=== WHAT IS NEEDED ===
Your task is to transcribe the entries below exactly, beginning with the line containing "For every instance of the skeleton" and ending with the final line, and to add nothing else.

=== SUPPLIED RECORDS ===
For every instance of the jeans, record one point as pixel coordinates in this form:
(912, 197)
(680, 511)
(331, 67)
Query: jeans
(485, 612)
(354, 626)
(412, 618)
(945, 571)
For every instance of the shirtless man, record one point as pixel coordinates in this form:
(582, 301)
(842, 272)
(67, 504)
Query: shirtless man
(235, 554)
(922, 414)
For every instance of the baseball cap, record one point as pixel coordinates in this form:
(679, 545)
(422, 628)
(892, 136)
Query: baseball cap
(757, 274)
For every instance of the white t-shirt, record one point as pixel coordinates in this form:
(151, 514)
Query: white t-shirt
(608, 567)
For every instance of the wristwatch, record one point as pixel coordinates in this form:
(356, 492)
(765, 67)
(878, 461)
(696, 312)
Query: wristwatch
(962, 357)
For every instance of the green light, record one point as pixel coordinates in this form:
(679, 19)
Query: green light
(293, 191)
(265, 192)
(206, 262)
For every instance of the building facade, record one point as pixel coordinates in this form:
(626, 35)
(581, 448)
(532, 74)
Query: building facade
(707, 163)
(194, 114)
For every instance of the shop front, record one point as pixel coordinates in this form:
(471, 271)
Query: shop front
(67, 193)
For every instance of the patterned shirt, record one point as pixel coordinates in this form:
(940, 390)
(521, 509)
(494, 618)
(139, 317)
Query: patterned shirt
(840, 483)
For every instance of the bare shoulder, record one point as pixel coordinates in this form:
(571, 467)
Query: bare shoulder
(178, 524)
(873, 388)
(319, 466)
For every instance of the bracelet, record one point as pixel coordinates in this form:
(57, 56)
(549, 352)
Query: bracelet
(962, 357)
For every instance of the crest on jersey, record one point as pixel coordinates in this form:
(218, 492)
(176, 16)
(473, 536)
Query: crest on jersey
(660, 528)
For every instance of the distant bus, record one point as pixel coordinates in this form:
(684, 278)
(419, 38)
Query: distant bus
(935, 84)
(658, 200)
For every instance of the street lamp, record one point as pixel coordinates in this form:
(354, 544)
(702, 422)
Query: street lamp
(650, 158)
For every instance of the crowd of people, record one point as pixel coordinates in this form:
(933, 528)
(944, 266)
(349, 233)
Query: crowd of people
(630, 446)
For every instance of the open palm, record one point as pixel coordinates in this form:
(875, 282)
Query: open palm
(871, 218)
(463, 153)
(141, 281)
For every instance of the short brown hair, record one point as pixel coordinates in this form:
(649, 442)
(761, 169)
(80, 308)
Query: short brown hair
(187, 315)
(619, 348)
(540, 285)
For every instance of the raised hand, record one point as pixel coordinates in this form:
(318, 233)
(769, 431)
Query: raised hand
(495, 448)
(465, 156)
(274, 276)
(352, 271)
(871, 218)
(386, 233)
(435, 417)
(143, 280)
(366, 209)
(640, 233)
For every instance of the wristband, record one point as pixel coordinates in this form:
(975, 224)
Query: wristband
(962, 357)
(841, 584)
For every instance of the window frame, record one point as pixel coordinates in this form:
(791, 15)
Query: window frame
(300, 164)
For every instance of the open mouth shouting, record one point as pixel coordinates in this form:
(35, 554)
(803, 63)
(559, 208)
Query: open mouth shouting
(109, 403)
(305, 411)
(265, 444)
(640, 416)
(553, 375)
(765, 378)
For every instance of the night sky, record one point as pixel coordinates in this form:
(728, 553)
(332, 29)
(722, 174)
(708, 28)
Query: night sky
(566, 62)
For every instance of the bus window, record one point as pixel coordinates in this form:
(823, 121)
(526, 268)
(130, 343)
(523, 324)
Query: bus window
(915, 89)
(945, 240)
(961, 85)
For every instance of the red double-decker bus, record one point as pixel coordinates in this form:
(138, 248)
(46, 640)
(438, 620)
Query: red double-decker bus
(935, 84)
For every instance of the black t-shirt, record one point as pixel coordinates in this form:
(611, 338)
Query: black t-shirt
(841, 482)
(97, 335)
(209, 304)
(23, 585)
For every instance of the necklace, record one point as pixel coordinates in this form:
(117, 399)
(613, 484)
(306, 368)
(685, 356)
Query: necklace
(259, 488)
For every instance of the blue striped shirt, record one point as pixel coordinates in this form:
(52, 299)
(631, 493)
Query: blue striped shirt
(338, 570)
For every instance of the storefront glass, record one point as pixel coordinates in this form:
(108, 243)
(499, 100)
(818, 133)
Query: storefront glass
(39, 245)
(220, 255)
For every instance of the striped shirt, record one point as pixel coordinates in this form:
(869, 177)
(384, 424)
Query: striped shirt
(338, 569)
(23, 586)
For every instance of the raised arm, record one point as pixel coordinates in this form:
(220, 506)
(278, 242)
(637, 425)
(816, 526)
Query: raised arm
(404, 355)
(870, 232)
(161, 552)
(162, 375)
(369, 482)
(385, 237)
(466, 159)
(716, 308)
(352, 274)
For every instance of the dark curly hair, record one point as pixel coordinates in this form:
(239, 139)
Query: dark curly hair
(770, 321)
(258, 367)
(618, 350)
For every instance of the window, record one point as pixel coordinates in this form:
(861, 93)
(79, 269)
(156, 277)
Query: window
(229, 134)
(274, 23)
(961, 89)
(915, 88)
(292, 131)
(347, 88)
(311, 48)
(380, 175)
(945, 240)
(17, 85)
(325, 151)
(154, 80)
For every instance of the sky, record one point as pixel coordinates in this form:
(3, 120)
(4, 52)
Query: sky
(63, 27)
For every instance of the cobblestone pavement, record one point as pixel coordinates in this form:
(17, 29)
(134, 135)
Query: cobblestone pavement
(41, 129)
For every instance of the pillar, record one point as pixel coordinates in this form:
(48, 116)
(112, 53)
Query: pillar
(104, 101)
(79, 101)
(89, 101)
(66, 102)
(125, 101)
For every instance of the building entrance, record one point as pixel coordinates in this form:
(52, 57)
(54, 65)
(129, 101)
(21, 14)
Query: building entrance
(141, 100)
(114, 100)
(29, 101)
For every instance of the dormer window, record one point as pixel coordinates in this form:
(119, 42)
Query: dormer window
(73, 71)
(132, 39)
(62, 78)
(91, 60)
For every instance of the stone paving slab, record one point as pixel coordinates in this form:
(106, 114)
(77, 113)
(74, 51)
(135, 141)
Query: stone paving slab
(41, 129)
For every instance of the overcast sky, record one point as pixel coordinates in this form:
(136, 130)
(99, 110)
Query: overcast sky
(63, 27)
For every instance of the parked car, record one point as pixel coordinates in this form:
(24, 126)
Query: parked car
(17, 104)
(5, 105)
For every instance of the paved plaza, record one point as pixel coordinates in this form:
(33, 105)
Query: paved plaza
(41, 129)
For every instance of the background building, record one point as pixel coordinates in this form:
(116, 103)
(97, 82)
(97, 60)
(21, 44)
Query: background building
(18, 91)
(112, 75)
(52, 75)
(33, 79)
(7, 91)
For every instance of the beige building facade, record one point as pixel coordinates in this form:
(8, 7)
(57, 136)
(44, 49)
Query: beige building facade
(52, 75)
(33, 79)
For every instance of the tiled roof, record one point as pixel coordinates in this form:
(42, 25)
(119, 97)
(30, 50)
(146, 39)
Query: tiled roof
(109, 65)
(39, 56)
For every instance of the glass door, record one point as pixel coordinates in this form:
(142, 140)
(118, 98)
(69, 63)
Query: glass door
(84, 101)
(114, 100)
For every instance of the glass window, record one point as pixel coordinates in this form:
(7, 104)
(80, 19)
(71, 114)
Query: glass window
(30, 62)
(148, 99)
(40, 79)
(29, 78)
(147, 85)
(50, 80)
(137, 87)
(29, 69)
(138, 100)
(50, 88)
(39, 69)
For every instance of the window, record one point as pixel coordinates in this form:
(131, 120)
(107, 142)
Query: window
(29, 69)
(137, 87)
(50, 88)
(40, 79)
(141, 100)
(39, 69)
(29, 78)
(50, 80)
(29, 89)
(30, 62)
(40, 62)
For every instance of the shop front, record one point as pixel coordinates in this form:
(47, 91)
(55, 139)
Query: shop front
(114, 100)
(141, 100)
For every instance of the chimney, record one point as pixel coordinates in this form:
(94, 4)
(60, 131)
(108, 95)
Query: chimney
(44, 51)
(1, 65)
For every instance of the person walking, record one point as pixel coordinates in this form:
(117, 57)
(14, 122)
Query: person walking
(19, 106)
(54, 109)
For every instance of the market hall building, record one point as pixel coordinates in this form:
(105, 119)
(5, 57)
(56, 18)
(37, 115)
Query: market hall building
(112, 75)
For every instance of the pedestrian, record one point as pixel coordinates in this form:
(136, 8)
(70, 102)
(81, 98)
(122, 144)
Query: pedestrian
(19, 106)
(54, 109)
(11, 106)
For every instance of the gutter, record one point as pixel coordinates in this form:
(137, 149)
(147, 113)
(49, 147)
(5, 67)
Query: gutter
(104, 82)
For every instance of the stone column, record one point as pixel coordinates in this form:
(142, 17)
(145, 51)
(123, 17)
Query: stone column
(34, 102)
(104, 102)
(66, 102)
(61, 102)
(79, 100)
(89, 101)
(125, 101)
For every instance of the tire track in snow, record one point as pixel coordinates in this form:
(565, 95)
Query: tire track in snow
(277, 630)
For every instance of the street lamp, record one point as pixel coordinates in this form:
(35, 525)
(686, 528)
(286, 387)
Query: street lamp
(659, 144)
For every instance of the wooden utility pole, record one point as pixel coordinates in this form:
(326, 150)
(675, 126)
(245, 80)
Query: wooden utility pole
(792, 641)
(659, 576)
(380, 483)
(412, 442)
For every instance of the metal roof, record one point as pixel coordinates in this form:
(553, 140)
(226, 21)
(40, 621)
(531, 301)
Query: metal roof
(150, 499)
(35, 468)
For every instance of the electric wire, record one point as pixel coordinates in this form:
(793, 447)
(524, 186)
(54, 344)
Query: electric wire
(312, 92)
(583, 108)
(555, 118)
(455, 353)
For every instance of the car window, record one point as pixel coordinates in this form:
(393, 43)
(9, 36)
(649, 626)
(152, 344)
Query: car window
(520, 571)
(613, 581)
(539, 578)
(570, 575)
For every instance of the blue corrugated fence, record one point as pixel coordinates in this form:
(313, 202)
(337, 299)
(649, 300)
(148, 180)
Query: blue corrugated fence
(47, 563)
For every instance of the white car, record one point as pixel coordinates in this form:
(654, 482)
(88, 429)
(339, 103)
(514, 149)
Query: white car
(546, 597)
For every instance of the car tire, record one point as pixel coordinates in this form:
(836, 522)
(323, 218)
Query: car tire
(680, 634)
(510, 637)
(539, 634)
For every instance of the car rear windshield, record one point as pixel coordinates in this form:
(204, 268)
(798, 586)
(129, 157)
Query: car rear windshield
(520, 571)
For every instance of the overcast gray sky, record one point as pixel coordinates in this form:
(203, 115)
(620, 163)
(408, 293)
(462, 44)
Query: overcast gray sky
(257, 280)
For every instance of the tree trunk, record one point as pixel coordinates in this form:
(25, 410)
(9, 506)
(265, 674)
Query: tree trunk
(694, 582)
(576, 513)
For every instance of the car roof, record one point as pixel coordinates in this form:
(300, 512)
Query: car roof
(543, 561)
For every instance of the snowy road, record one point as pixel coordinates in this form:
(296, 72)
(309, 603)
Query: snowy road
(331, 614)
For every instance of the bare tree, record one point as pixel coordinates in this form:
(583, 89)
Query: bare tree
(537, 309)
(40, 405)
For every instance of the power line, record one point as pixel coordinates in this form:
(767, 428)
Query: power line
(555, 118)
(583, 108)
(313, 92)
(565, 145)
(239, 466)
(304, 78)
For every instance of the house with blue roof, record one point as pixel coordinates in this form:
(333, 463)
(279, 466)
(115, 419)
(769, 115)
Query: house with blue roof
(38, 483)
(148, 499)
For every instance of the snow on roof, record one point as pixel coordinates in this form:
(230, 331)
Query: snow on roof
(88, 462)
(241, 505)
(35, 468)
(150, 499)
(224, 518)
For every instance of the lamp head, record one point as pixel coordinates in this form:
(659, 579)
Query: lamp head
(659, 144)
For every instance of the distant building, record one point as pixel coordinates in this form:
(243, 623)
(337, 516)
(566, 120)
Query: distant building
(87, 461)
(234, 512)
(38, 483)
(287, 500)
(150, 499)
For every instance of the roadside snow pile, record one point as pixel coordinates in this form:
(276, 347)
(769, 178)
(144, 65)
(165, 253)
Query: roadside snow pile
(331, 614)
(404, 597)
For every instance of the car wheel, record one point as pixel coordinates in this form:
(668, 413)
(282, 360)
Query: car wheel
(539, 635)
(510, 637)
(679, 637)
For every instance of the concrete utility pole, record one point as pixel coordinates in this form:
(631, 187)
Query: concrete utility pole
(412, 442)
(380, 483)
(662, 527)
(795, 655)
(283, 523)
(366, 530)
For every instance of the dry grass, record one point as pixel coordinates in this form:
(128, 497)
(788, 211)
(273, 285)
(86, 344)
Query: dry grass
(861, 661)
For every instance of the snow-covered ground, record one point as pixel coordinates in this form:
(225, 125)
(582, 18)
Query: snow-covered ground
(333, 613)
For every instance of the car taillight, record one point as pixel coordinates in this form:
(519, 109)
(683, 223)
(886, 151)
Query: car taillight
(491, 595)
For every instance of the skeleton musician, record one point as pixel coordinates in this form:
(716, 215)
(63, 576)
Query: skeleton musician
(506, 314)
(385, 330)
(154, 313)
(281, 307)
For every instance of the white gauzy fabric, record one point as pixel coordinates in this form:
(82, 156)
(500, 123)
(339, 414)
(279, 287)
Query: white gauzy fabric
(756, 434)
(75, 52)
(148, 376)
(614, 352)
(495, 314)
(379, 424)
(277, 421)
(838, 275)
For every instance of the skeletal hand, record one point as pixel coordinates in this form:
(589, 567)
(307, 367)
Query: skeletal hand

=== COMPLETED TASK ===
For every instance of the skeleton musician, record one point as pixel coordinates in this form:
(716, 215)
(63, 576)
Query: skeleton musician
(506, 314)
(385, 330)
(154, 313)
(281, 307)
For every instance of the white gauzy fabric, record one point as pixel coordinates in this form:
(82, 156)
(500, 123)
(339, 414)
(279, 287)
Query: white gauzy fabric
(756, 434)
(75, 52)
(148, 376)
(614, 352)
(495, 314)
(379, 424)
(277, 421)
(838, 275)
For every instance of the skeletal hand, record one point as pixel coordinates in this form:
(589, 567)
(307, 367)
Query: skeletal hand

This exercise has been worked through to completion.